___ RECORDS FOR THE EXERCISE ___

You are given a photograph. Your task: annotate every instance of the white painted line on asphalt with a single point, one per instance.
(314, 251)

___
___ RECORDS FOR THE EXERCISE ___

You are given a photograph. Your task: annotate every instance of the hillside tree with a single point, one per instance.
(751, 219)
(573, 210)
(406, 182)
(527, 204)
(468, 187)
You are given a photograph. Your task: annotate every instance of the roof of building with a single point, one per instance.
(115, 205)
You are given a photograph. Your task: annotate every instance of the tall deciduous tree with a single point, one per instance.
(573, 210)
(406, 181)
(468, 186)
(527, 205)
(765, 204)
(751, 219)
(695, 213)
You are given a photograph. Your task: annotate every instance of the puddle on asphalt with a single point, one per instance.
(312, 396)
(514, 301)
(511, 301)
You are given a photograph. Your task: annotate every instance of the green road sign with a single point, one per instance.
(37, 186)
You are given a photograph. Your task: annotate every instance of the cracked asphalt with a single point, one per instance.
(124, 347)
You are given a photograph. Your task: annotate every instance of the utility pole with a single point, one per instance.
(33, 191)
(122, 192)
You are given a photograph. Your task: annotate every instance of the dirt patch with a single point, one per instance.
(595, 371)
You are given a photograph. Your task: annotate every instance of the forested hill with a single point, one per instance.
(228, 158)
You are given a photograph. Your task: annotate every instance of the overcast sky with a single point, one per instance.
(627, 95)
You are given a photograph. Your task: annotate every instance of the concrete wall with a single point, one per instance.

___
___ RECORDS FOR THE EXERCISE ___

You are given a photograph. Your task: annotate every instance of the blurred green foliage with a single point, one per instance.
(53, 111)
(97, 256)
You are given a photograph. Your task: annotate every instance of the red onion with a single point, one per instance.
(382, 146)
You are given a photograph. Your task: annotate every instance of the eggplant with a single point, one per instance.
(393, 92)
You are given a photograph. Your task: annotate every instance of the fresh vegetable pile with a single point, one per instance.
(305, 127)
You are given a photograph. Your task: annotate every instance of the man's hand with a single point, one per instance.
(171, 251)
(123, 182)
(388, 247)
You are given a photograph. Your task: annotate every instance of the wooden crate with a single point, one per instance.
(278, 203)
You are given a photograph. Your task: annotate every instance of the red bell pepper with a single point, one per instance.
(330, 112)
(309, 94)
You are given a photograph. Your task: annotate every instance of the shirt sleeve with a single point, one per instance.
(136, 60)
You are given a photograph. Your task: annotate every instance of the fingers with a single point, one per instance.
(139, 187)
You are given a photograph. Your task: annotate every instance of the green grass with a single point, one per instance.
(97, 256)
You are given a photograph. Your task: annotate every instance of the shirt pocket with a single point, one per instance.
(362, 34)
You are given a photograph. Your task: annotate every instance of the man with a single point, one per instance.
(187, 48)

___

■ **TASK GOAL**
The reply should hold only the lines of the listing above starting at the line containing "of the hillside" and ending at the line containing "wall with a single point, one per instance.", exactly as written.

■ **RESPONSE TO THIS EXERCISE**
You are given a photograph. Your task: annotate every instance of the hillside tree with a single point, one per instance.
(751, 219)
(573, 210)
(406, 182)
(527, 204)
(468, 187)
You are given a photograph. Your task: annotate every instance of the roof of building with a single point, one per instance.
(115, 205)
You are given a photograph. Your task: annotate every instance of the tall deciduous tree with a single point, one per instance.
(573, 210)
(406, 181)
(468, 186)
(527, 205)
(765, 204)
(751, 219)
(695, 213)
You are given a photograph. Your task: annotate every instance of the puddle on asphalt with a single point, one per instance.
(312, 396)
(514, 301)
(511, 301)
You are given a photograph. Your task: annotate every instance of the green road sign with a single point, one per instance.
(37, 186)
You are given a photograph. Your task: annotate every instance of the cracked asphalt with a single point, one per instance.
(124, 347)
You are given a photograph. Your task: annotate every instance of the utility pole with a single point, one per instance.
(33, 191)
(122, 192)
You are given a photograph. Your task: annotate every instance of the dirt patch with a single point, one per instance.
(595, 371)
You are given a photograph. Your task: annotate every instance of the forested hill with a single point, one per instance.
(228, 158)
You are given a photograph. Your task: annotate every instance of the overcast sky with a single point, one per instance.
(627, 95)
You are given a photograph. Your task: annotate every instance of the concrete wall with a single point, one per instance.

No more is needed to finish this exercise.